→ **Tâche proposée 1**:
Recopiez l'extrait entre "Mais, si les" et "le même sort ?", bornes incluses.
→ **Tâche proposée 2**:
D'après l'extrait, pourquoi la duchesse de Maillé se rend-elle à Châtenay ?

→ **Extrait**:
******
Mais, si les légitimistes crurent prudent de montrer une joie moins expansive, leur satisfaction intérieure ne se dissimulait guère. Je vis arriver à Châtenay la duchesse de Maillé, parée et pimpante plus qu’elle ne l’avait jamais été. Elle venait récolter près de moi les détails dont elle me pensait instruite, sachant que j’avais été la veille à Neuilly.

Je compris sur-le-champ le but de sa visite, et me promis de n’y point satisfaire. Je me jetai dans tous les lieux communs les plus insignifiants ; mais elle prétendait ne pas avoir fait une aussi longue route pour ne rien rapporter à son monde.

Elle m’assura s’être fort préoccupée de moi depuis deux jours. — Elle était bien bonne… Ne trouvait-elle pas mes gazons très jaunis par le soleil ? Son jardin de Paris subissait-il le même sort ?

Ne voulant pas, décidément, avoir le démenti de sa démarche sur la question principale, elle se pencha à mon oreille et me dit à demi-voix, sans autre préambule :

« On assure la pauvre mère devenue folle, cela est-il vrai ! »

Je répondis le plus indifféremment qu’il me fut possible :

« Je ne le sais pas, mais cela me paraît très probable.

— Ah ! je vous assure, chère cousine, que personne n’y porte d’esprit de parti. Tout le monde la plaint.
******
[Extraits de données de pointage]

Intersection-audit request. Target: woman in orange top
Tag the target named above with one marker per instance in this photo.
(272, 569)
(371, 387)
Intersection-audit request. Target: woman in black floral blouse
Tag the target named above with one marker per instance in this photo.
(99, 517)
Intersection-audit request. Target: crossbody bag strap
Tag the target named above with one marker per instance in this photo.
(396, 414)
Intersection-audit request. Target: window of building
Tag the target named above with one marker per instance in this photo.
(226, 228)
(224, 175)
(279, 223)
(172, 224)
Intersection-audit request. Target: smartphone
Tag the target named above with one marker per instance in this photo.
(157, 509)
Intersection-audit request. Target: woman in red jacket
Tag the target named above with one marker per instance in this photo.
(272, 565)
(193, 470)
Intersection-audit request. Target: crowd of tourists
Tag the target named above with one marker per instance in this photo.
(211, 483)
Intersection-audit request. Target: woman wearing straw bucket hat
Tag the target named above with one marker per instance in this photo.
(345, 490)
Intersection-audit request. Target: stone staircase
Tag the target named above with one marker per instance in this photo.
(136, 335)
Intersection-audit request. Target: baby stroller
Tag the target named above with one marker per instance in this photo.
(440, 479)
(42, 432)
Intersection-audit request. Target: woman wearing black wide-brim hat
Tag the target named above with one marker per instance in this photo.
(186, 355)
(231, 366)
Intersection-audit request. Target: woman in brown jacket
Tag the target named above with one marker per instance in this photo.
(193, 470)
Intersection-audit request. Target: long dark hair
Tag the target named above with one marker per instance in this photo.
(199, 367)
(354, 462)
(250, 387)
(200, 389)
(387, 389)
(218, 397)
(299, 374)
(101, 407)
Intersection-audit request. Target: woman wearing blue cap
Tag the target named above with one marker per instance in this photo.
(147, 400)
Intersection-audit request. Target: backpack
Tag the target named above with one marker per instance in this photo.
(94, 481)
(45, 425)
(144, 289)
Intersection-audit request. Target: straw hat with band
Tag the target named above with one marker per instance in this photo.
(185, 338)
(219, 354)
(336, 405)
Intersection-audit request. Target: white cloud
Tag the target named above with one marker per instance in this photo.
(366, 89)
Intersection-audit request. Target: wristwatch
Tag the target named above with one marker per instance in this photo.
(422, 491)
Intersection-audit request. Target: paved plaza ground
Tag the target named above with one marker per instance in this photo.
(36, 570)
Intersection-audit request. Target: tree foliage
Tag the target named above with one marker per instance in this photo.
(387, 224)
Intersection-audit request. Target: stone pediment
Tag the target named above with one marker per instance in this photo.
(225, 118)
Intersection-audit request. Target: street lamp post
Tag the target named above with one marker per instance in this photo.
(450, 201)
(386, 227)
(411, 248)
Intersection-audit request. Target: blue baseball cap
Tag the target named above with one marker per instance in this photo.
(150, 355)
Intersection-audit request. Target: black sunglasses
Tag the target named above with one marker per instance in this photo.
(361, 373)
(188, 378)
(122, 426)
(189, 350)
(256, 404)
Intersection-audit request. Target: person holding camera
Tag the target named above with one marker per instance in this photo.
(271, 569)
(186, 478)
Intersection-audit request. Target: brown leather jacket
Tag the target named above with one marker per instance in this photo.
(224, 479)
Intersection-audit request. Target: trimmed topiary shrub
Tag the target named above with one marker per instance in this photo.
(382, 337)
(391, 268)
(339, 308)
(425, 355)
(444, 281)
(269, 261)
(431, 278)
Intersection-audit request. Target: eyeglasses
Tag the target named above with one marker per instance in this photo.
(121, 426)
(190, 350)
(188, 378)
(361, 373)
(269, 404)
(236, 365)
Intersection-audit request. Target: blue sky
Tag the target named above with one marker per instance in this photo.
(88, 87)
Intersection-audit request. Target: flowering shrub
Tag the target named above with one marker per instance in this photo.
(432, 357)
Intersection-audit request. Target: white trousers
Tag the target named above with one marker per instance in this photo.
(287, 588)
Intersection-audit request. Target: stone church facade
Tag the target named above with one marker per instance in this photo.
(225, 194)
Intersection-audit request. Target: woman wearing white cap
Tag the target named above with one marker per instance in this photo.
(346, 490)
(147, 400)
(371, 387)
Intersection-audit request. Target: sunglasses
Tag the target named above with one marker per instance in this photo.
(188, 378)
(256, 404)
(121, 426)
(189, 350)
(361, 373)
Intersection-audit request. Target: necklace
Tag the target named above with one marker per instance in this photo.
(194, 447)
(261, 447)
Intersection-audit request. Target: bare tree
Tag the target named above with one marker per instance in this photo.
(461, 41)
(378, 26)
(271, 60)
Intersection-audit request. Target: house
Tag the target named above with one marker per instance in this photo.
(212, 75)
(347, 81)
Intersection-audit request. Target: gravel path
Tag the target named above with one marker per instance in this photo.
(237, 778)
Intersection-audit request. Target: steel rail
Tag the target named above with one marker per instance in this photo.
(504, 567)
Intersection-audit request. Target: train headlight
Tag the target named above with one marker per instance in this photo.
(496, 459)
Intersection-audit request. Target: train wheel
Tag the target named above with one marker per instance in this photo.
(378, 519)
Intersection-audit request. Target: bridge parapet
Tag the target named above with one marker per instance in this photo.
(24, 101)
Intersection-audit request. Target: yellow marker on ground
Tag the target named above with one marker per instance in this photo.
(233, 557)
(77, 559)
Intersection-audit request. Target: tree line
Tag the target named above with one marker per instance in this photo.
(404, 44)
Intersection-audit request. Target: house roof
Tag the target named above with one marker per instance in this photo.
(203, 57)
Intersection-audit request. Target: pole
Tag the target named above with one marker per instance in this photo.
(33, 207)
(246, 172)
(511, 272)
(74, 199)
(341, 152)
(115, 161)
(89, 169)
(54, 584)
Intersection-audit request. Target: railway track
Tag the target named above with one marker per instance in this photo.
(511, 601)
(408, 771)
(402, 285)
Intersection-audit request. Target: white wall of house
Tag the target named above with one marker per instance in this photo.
******
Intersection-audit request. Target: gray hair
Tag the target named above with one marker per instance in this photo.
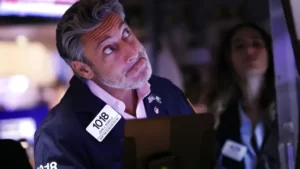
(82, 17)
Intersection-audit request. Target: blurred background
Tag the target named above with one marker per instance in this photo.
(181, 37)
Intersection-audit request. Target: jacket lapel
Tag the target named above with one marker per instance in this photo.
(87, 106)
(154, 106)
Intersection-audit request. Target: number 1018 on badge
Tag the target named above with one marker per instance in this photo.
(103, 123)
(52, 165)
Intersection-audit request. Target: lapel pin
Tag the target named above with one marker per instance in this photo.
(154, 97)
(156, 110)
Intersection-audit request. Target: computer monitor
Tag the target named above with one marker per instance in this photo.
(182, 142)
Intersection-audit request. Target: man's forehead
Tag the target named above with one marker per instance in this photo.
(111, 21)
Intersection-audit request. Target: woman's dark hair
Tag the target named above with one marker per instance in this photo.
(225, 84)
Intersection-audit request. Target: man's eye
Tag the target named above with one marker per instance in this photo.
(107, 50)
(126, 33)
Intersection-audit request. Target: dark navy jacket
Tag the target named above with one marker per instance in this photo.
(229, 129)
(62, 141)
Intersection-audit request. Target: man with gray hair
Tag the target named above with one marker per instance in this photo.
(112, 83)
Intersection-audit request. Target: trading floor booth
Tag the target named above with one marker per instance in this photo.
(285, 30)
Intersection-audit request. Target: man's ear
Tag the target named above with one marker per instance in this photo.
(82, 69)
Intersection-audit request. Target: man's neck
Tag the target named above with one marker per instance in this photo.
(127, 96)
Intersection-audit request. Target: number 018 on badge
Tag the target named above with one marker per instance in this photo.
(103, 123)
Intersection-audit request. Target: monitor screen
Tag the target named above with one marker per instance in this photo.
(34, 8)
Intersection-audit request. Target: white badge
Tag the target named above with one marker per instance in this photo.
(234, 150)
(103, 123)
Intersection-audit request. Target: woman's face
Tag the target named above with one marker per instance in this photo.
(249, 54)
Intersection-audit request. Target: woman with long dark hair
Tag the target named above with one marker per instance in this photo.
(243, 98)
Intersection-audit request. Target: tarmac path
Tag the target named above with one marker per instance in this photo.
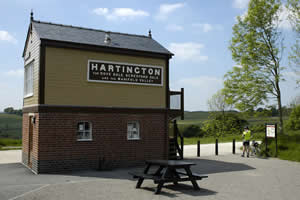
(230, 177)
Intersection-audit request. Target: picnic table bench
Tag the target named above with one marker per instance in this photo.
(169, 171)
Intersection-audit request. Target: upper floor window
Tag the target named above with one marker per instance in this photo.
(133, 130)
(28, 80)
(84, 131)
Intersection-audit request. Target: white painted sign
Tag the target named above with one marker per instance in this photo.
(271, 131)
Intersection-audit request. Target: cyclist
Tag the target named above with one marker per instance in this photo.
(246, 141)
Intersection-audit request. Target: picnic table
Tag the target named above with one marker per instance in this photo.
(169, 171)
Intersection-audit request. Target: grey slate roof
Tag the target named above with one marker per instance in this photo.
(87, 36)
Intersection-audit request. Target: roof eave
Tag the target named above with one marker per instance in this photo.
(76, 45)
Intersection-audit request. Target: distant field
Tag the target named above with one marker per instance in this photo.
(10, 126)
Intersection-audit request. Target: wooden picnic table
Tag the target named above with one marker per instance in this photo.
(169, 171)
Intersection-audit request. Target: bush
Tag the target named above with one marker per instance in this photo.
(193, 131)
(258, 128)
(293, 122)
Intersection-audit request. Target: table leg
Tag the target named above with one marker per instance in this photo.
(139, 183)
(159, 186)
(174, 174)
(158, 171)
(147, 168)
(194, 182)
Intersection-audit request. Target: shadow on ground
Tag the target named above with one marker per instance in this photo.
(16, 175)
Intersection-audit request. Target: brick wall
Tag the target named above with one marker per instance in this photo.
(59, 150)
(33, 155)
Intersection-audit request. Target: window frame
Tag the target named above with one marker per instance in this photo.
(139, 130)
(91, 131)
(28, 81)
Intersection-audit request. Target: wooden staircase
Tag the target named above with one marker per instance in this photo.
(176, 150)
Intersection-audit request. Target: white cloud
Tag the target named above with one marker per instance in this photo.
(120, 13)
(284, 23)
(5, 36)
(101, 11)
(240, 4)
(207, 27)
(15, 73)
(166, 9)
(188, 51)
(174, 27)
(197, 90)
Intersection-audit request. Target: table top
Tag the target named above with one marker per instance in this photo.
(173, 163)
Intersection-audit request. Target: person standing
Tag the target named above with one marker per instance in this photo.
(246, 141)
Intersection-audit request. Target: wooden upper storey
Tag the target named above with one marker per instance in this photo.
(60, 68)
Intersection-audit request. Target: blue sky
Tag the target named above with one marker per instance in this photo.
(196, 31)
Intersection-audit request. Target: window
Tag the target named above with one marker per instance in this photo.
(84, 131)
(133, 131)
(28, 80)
******
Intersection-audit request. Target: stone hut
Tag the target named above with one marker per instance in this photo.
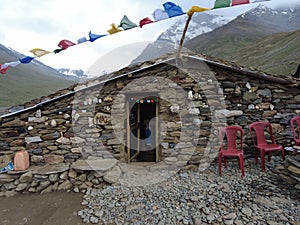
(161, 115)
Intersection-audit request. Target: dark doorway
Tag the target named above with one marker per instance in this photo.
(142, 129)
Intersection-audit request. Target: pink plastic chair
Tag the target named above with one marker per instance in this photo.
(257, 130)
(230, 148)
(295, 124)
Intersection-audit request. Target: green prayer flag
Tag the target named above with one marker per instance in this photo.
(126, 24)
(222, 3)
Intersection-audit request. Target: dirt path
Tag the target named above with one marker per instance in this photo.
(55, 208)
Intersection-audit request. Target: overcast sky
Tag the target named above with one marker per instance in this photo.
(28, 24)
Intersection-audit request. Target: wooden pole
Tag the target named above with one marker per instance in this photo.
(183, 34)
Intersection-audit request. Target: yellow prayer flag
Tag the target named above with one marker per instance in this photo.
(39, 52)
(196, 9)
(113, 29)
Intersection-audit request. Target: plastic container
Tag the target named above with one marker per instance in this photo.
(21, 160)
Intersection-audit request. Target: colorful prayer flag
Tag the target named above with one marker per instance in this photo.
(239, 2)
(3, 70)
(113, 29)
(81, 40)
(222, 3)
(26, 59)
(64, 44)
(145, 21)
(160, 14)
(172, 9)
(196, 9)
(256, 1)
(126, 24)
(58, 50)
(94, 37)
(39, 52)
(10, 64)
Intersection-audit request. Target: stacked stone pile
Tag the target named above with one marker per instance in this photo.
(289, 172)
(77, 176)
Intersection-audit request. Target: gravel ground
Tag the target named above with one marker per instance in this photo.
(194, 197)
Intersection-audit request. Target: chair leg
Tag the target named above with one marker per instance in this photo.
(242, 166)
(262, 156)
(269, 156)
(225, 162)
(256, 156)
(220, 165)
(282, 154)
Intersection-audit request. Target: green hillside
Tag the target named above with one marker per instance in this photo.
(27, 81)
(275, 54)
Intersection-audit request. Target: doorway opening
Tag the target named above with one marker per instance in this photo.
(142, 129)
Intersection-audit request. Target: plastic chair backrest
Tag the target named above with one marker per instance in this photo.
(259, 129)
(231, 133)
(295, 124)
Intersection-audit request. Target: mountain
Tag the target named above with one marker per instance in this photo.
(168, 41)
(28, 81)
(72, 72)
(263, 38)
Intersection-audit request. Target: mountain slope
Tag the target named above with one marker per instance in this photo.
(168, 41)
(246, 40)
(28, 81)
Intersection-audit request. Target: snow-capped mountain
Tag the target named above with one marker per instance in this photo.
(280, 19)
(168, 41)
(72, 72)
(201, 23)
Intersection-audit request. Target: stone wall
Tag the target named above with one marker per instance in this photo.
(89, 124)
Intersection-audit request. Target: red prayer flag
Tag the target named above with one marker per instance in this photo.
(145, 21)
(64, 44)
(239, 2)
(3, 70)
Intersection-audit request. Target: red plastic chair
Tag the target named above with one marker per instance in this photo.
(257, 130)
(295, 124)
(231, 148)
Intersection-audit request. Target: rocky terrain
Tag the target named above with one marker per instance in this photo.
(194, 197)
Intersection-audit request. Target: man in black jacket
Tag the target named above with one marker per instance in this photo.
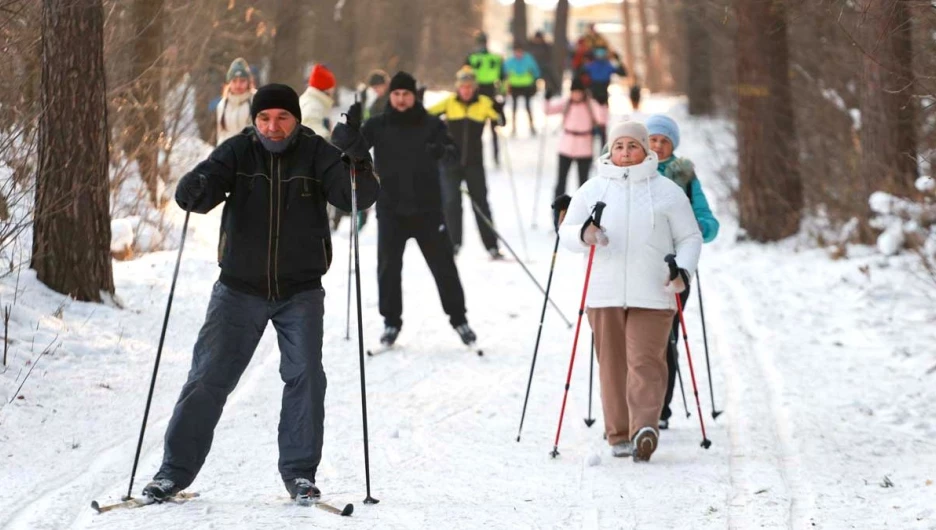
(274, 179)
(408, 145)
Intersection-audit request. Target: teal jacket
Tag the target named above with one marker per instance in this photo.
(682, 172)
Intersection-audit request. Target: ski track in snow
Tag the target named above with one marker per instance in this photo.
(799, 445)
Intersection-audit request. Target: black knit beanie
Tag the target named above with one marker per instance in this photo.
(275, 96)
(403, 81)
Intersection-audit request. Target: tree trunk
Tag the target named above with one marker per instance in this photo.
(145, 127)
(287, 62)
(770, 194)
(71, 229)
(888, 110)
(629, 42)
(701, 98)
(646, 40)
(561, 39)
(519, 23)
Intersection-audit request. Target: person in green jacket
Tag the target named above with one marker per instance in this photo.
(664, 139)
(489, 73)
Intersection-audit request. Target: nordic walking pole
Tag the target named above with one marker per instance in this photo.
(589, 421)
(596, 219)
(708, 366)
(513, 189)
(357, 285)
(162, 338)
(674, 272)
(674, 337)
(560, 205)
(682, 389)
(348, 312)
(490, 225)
******
→ **Réponse 1**:
Mais, si les légitimistes crurent prudent de montrer une joie moins expansive, leur satisfaction intérieure ne se dissimulait guère. Je vis arriver à Châtenay la duchesse de Maillé, parée et pimpante plus qu’elle ne l’avait jamais été. Elle venait récolter près de moi les détails dont elle me pensait instruite, sachant que j’avais été la veille à Neuilly.

Je compris sur-le-champ le but de sa visite, et me promis de n’y point satisfaire. Je me jetai dans tous les lieux communs les plus insignifiants ; mais elle prétendait ne pas avoir fait une aussi longue route pour ne rien rapporter à son monde.

Elle m’assura s’être fort préoccupée de moi depuis deux jours. — Elle était bien bonne… Ne trouvait-elle pas mes gazons très jaunis par le soleil ? Son jardin de Paris subissait-il le même sort ?

→ **Réponse 2**:
Elle vient y recueillir des détails auprès de la personne qui raconte. Elle la croit informée parce qu'elle sait que cette personne était à Neuilly la veille.